» Dataset content
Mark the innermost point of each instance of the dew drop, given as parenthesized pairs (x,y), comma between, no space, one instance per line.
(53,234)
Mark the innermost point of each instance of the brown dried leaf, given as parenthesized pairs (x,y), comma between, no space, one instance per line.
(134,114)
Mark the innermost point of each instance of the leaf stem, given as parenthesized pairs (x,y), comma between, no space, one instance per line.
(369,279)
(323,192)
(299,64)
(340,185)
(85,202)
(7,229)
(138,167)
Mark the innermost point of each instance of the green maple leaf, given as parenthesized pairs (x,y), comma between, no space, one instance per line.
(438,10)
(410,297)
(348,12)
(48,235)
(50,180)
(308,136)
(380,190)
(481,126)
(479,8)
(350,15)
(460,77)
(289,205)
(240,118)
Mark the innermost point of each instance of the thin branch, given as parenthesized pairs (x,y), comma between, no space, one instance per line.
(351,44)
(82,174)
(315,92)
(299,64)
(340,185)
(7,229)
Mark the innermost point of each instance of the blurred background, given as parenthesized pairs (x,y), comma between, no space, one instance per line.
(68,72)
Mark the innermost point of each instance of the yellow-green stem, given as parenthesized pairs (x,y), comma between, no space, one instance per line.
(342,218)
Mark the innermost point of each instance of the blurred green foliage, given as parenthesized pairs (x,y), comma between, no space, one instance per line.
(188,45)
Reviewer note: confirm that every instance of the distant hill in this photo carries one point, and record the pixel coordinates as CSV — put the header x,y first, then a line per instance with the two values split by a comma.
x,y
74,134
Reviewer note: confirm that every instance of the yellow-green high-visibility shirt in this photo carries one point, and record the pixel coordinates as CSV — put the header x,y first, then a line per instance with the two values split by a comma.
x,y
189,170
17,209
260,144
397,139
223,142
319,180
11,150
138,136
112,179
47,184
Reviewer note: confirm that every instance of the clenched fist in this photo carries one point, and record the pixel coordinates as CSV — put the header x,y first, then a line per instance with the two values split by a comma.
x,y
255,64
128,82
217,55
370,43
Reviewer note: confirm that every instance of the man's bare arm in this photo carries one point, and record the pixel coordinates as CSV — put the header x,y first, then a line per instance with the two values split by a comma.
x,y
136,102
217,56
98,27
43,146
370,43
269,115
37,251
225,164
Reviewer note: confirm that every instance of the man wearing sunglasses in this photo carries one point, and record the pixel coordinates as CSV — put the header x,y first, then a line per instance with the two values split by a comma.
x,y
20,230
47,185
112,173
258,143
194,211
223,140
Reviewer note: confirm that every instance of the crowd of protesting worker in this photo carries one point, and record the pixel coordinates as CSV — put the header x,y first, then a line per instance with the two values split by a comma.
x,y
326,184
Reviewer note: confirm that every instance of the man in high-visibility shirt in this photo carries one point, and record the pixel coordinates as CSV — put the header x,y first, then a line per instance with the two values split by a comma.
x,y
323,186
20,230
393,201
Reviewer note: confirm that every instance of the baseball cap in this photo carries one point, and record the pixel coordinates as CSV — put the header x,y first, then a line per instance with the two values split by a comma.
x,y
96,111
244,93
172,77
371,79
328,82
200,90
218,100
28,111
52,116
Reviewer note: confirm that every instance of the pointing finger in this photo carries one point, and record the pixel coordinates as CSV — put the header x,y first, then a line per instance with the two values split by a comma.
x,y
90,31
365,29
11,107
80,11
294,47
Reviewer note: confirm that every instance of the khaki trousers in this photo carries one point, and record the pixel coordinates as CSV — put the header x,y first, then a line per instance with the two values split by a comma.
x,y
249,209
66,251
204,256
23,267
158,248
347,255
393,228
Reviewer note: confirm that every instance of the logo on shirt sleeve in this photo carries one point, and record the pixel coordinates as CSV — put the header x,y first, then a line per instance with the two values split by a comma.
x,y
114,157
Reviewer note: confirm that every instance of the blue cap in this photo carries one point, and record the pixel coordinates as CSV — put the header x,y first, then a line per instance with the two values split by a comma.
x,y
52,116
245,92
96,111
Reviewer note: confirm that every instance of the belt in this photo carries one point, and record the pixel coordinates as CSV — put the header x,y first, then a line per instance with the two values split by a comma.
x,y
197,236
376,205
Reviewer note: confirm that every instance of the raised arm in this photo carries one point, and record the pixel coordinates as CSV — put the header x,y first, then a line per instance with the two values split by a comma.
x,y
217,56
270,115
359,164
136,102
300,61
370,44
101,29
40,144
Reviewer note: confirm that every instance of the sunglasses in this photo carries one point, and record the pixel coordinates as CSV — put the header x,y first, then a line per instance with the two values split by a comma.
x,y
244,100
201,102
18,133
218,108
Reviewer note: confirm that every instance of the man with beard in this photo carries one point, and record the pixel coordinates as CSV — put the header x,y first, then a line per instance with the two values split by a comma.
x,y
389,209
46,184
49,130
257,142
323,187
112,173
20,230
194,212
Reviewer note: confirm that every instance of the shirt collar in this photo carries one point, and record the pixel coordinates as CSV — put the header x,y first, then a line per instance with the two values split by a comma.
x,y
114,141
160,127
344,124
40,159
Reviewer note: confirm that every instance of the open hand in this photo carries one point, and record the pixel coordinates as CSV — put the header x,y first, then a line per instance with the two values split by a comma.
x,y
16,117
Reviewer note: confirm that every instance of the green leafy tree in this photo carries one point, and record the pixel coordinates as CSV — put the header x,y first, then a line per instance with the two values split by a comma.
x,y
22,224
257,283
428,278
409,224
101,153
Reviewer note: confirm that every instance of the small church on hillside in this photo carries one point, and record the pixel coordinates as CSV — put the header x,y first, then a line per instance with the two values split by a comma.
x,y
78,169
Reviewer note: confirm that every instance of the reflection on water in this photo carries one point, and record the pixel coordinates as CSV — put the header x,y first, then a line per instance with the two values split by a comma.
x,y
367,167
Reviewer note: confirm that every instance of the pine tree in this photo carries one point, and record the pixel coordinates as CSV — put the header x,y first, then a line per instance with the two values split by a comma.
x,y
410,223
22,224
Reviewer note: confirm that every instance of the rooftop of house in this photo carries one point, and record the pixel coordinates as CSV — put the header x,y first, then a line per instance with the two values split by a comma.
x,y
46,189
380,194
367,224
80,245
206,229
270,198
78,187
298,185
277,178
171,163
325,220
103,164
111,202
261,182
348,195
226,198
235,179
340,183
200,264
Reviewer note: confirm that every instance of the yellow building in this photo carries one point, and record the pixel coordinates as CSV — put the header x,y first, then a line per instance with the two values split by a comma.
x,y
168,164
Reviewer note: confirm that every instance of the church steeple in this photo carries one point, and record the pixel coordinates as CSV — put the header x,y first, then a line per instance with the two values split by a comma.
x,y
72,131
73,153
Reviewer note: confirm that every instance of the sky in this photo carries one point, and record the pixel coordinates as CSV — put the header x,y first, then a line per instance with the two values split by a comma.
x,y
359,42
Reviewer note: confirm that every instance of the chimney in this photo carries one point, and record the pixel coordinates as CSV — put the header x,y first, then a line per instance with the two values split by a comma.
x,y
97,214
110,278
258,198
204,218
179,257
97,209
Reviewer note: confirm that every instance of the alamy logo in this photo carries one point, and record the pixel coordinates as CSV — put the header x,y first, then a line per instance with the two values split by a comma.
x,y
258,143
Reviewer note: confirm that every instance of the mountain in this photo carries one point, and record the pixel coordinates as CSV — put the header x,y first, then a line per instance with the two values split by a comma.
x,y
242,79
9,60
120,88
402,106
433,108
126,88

» Brief
Return the listing in full, exactly.

» Exercise solution
Mark the innermost point of each instance of the dew drop, given as parenthesized pairs (x,y), comma between, no space, one instance per line.
(53,234)
Mark the innermost point of each instance of the brown dried leaf, given as parenthesized pairs (x,y), comma between, no space, one instance per line.
(134,114)
Mark the innermost point of each instance of the leaf stem, given as parenthesized pairs (x,y), comma between, no space, one instance per line.
(369,279)
(323,192)
(299,64)
(340,185)
(85,202)
(7,229)
(138,167)
Mark the innermost point of each instance of the green maple leaf, given as parenthesized pairs (x,y), comma between, no space, one instance per line.
(438,10)
(410,297)
(348,12)
(48,235)
(50,180)
(308,136)
(380,190)
(481,126)
(479,8)
(350,15)
(460,77)
(289,205)
(240,118)
Mark the innermost point of each instance of the thin branch, given as parenthesized pairs (x,y), comma between, no space, one instance per line.
(351,44)
(82,174)
(315,92)
(299,64)
(340,185)
(7,229)
Mark the innermost point of each instance of the blurred background, given as parenthesized pairs (x,y), comma between, no space, one instance per line.
(68,72)
Mark the innermost point of each instance of the yellow-green stem, given as parenthesized pairs (x,y), comma between, no space, one instance per line.
(342,218)
Mark the innermost point of each instance of the blurred green foliage, given as parenthesized pairs (x,y), comma between, no space, one instance per line.
(188,45)
Reviewer note: confirm that every instance of the distant hill in this photo carries one point, and record the pixel coordinates as CSV — put the header x,y first, then a line per instance with the two values split by a comma.
x,y
74,134
Reviewer note: confirm that every instance of the yellow-green high-visibility shirt in this photo carries one point, and record the pixel coordinates as CSV — put the header x,y first, then a line per instance with the two values split by a comma.
x,y
189,170
17,209
260,144
397,139
223,142
319,180
11,150
138,136
112,179
47,184
Reviewer note: confirm that every instance of the clenched fist in this photo carries one point, and record the pixel coordinates as CSV — put the header x,y first, then a line per instance with the two values split by a comma.
x,y
255,64
128,82
217,55
370,43
Reviewer note: confirm that every instance of the man's bare arm in this photo carries one point, and record the pixel coordinates as CSV — put the header x,y first, then a line per instance with the two values split by a comma.
x,y
136,102
217,56
98,27
43,146
370,43
269,115
37,251
225,164
Reviewer note: confirm that every instance of the man wearing sunglasses in this photo carries one point, and record the pixel coordinates as CSV — put the header x,y first, then a line per instance with the two values split by a comma.
x,y
20,230
47,185
112,173
258,143
194,211
223,140
Reviewer note: confirm that every instance of the crowd of protesting worker in this photo carries one point, and record the pixel coordinates as CSV — put the header x,y first, then a line per instance with the two values split by a comma.
x,y
326,184
Reviewer note: confirm that every instance of the man in high-visibility shirt in this photo carries one point, and record the pixel coordinates as CSV — put the header x,y first, then a line per instance with the two values split by a comma.
x,y
323,186
20,230
393,201
Reviewer note: confirm that every instance of the baseball cap in this photo carries one point, and record the pixel coordinates as CSV — put the header x,y first, then a line per instance with the two values split by a comma.
x,y
96,111
244,93
172,77
371,79
328,82
200,90
218,100
28,111
52,116
Reviewer note: confirm that every instance of the pointing finger in this photo carries one point, and record the pixel coordinates as CSV — put the header x,y first, then a line per instance with the two values split by a comma.
x,y
90,31
365,29
11,107
80,11
294,47
Reviewer note: confirm that every instance of the khaki trousers in this photo carries one point, and record the pixel coordinates as CSV — put the header x,y first, then a line per instance with the two values split by a comma.
x,y
249,209
66,251
204,256
23,267
158,248
347,255
393,228
Reviewer note: confirm that every instance of the logo on shirt sleeve in this photo carries one point, and record the pixel coordinates as CSV — put the header x,y first, then a line per instance with the two values split by a comma.
x,y
114,157
Reviewer note: confirm that every instance of the blue cap in this photo carries one point, and record the pixel coordinates as CSV — put the header x,y first, then a line per instance with the two values split by a comma.
x,y
52,116
245,92
96,111
Reviewer note: confirm that every instance of the belt in this photo carries one point, and record the pixel coordinates as CSV — put the header x,y first, then a line per instance with the two values split by a comma.
x,y
197,236
376,205
Reviewer note: confirm that every instance of the raised arm in this photo carries one point, and record the pixel coordinates as CSV — put the header x,y first, then a line per instance with the two values split by a comma.
x,y
217,56
270,115
359,164
136,102
300,61
370,44
101,29
40,144
Reviewer note: confirm that every instance of the sunglasses in this photo carries one point, and record the pixel coordinates as CSV — put the header x,y first, then a line per instance with the two values split by a comma.
x,y
244,100
201,102
18,133
218,108
Reviewer note: confirm that every instance of the man with beard in this photo carries one point, and record the pixel coordinates as CSV — put the header x,y first, then a line per instance with the two values split by a comma.
x,y
389,209
46,184
49,130
257,142
323,187
112,173
20,230
194,212
Reviewer note: confirm that every instance of the shirt collar in this photo carries one point, and record the pixel coordinates as CSV — put the header x,y first, then a line per instance with the two values split by a comma.
x,y
114,141
160,127
344,124
40,159
Reviewer note: confirm that every instance of the open hand in this photo carries one point, and record the pixel coordinates as CSV — put the header x,y first, then a line per instance with the two values split by a comma.
x,y
16,117
Reviewer note: confirm that every instance of the green leafy tree in this photo carries one point, and record the pixel coordinates as CSV — put the header x,y first, then a line per instance with the two values split by a comma.
x,y
22,224
257,283
428,278
409,224
101,153
Reviewer note: confirm that every instance of the small church on hillside in this photo carries one point, and record the pixel coordinates as CSV — put the header x,y first, then a line per instance with the two values split by a comma.
x,y
78,169
Reviewer note: confirm that every instance of the reflection on water in this photo carries one point, and record the pixel coordinates as CSV — put the header x,y first, then a line per instance with the two values split by a comma.
x,y
367,167
Reviewer note: confirm that every instance of the pine tree in this photo carries one point, and record the pixel coordinates as CSV — put the header x,y first, then a line per instance with the two values split by a comma.
x,y
410,223
22,224
Reviewer note: confirm that every instance of the rooftop of house in this photo carries one point, and record the pixel coordinates as CSV — put the header x,y first, then a line per instance with the two values split by a comma.
x,y
46,189
380,194
367,224
80,245
206,229
270,198
78,187
298,185
277,178
171,163
325,220
103,164
111,202
261,182
348,195
226,198
235,179
340,183
200,264
Reviewer note: confirm that every instance of the yellow building in this photo carries one point, and record the pixel coordinates as CSV — put the header x,y first, then a line per instance with the two values split by a comma.
x,y
168,164
Reviewer note: confirm that every instance of the church steeple in this photo carries one point, and record the pixel coordinates as CSV — put the header x,y first, then a line per instance with the two values split by a comma.
x,y
72,131
73,153
Reviewer note: confirm that every instance of the sky in this photo carries one point, and record the pixel coordinates as CSV — put the header x,y first, then a line per instance with the two values split by a comma.
x,y
359,42
Reviewer note: confirm that every instance of the chimney in this photo carries one point, and record the pixel coordinates as CSV — put the header x,y first, then a line per instance with the two values split by a comma.
x,y
97,214
110,278
258,198
204,218
179,257
97,209
Reviewer note: confirm that every instance of the alamy logo in this photo carries one point, and record the pixel coordinates as CSV — put the header x,y first, then a line per instance with the two values split by a comma.
x,y
258,143
Reviewer note: confirm that every instance of the mountain in this photo carries one point, and record the pixel coordinates as CSV — put the header x,y first, then a line per instance with the two values split by a comma.
x,y
242,79
9,60
120,88
402,106
433,108
126,88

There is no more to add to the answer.